Consigne: Réécrivez, sans en omettre aucune, toutes les lignes depuis celle qui contient "of the purple", incluse, jusqu'à la fin des entrées. Décalez de 11 chacune des coordonnées figurant dans les réponses.

==================================================

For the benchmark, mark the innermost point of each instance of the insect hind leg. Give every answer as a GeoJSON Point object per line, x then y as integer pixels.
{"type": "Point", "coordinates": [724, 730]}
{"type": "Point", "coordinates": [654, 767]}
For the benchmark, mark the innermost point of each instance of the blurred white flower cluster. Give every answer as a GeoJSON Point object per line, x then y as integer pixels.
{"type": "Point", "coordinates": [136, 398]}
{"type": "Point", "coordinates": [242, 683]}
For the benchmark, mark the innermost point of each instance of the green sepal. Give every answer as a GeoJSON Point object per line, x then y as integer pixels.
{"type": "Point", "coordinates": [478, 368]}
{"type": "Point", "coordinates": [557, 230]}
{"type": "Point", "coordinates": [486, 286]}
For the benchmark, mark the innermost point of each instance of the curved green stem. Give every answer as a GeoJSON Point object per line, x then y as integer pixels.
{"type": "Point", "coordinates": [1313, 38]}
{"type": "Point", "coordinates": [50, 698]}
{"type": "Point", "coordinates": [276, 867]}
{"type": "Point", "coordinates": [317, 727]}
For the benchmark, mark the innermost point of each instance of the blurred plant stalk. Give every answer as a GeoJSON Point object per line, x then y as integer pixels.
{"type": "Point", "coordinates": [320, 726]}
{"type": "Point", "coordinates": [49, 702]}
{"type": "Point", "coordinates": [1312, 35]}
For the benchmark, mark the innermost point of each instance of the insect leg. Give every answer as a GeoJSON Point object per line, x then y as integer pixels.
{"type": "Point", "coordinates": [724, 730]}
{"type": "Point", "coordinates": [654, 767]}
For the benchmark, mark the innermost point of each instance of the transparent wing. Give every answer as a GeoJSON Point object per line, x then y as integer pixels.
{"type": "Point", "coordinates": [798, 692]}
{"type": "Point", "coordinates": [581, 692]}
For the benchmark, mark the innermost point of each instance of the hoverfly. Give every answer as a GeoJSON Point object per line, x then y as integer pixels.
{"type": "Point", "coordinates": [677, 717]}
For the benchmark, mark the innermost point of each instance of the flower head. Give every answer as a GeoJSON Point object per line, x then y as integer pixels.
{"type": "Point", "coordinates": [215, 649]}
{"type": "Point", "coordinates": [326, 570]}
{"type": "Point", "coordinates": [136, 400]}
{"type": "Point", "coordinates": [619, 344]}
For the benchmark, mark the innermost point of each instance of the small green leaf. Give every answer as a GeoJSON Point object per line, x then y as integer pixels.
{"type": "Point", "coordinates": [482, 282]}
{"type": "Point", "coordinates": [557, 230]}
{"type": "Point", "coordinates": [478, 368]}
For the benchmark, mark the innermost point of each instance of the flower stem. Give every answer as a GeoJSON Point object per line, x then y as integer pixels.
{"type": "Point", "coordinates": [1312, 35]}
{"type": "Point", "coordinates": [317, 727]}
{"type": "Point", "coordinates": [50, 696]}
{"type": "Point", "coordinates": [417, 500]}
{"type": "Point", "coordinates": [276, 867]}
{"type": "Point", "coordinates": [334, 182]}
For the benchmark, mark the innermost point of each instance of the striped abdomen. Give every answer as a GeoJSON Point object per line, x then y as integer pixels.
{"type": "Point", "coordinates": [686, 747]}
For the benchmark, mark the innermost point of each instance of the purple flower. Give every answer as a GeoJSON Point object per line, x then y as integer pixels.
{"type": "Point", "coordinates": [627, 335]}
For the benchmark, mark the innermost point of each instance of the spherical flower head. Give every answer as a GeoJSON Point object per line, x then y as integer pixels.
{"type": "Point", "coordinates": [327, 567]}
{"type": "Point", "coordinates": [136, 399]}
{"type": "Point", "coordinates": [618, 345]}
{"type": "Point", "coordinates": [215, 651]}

==================================================

Résultat de l'exercice:
For the benchmark, mark the innermost point of each instance of the purple flower. Give every answer as a GeoJSON Point object per line, x then y as integer pixels.
{"type": "Point", "coordinates": [638, 346]}
For the benchmark, mark the innermost point of each instance of the spherical flower head. Give every answer as a GeoJSON Point object per line, x then y as integer pixels.
{"type": "Point", "coordinates": [338, 578]}
{"type": "Point", "coordinates": [147, 410]}
{"type": "Point", "coordinates": [629, 356]}
{"type": "Point", "coordinates": [226, 662]}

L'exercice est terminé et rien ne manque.